## Passage
-- -- --

I often just sand them round by hand and by eye but I do it on a large vertical belt sander by rotating in an arc while I hold the end against the belt. If you had a disc plate to put on your saw you could do the same thing. Only other easy way with virtually no tools would be to mark the curve on the end, nibble away with a saw to get close, and then rasp the remainder. Yonico has some good deals on pattern and flush trim bits at precisionbits.com


----------



## Flutemaker (Aug 18, 2012)

I bought a router bit today.Now to find some extra time! Thanks everybody!


----------



## JIMMIEM (Apr 4, 2010)

Cherryville Chuck said:


> You provided the germ of the idea.


You're just being kind to me. Probably should have just counted sheep instead of thinking about ways to accomplish wood working tasks.


----------



## RickKr (Dec 30, 2018)

As I work on a rug loom for my daughter, I was presented with the need to round the ends of the uprights that hold the loom. I thought of the method mentioned here about using a pattern to rout the raduis on the ends. Pieces are 3/4" thick pine and had planed to 2", within a hair (defined as +_ 0.002" by my pattern making friend) wide and had a 1/4" hole in the center and 1" from the end. 

Based on how I could secure the pattern to the stick, I turned one disk from 1/2" thick MDF to 2" within a hair. I needed another MDF spacer down the stick a little for support on the router table and fortunately there is another 1/4" hole, 6" away. I used the same furniture bolts that will be used in the assembly and counterbored space for the heads. 









I used the pattern disk to draw the radius and then lopped off the corners on the bandsaw. 









The first stick radiused and the second set up and ready. 









The finished radiuses. The bit burned the edges a little (actually "browned" them is more accurate), so I must have been going too slow, but even thought there wasn't that much stock to be removed, I didn't want to go too fast. I guess that is a "feel" that I have yet to learn. Sanding cleaned them up pretty quickly so they were not burned very badly. I didn't want to bother setting up the corner rounding bit again, so I "manually" corner rounded the radiuses. 









I probably could have done this faster just sanding the radiuses to the lines, but this way was a lot more fun. I've had the new router and table for only two weeks but am pleased with how many things I've been able to use it for. 

Rick


----------

-- -- --

## Data records
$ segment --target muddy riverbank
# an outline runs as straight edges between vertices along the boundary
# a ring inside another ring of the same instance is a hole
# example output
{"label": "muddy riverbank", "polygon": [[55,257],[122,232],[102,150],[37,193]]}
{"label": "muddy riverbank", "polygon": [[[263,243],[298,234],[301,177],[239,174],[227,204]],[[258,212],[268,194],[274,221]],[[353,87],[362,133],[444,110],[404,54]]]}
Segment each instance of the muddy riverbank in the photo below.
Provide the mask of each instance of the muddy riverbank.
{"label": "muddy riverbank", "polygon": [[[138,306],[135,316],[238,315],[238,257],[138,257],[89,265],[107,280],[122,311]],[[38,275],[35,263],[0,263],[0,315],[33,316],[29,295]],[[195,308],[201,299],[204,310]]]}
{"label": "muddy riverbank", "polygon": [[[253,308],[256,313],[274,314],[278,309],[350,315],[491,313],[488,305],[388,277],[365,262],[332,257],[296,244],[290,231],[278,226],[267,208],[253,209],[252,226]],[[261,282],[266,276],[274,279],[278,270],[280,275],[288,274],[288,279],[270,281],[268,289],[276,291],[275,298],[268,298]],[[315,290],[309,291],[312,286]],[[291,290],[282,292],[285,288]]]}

-- -- --

## List of tasks
1. Please pull out the part of the thread that opens with the words containing "Based on how" and closes with "on the bandsaw.", copying it word for word.
2. List each username that heads a post in the thread, along with the date shown beside it.
3. In the thread, what material was the pattern disk turned from, and how thick was that material?

## In response
1.
Based on how I could secure the pattern to the stick, I turned one disk from 1/2" thick MDF to 2" within a hair. I needed another MDF spacer down the stick a little for support on the router table and fortunately there is another 1/4" hole, 6" away. I used the same furniture bolts that will be used in the assembly and counterbored space for the heads. 









I used the pattern disk to draw the radius and then lopped off the corners on the bandsaw.

2.
Flutemaker (Aug 18, 2012)
JIMMIEM (Apr 4, 2010)
RickKr (Dec 30, 2018)

3. It was turned from 1/2" thick MDF.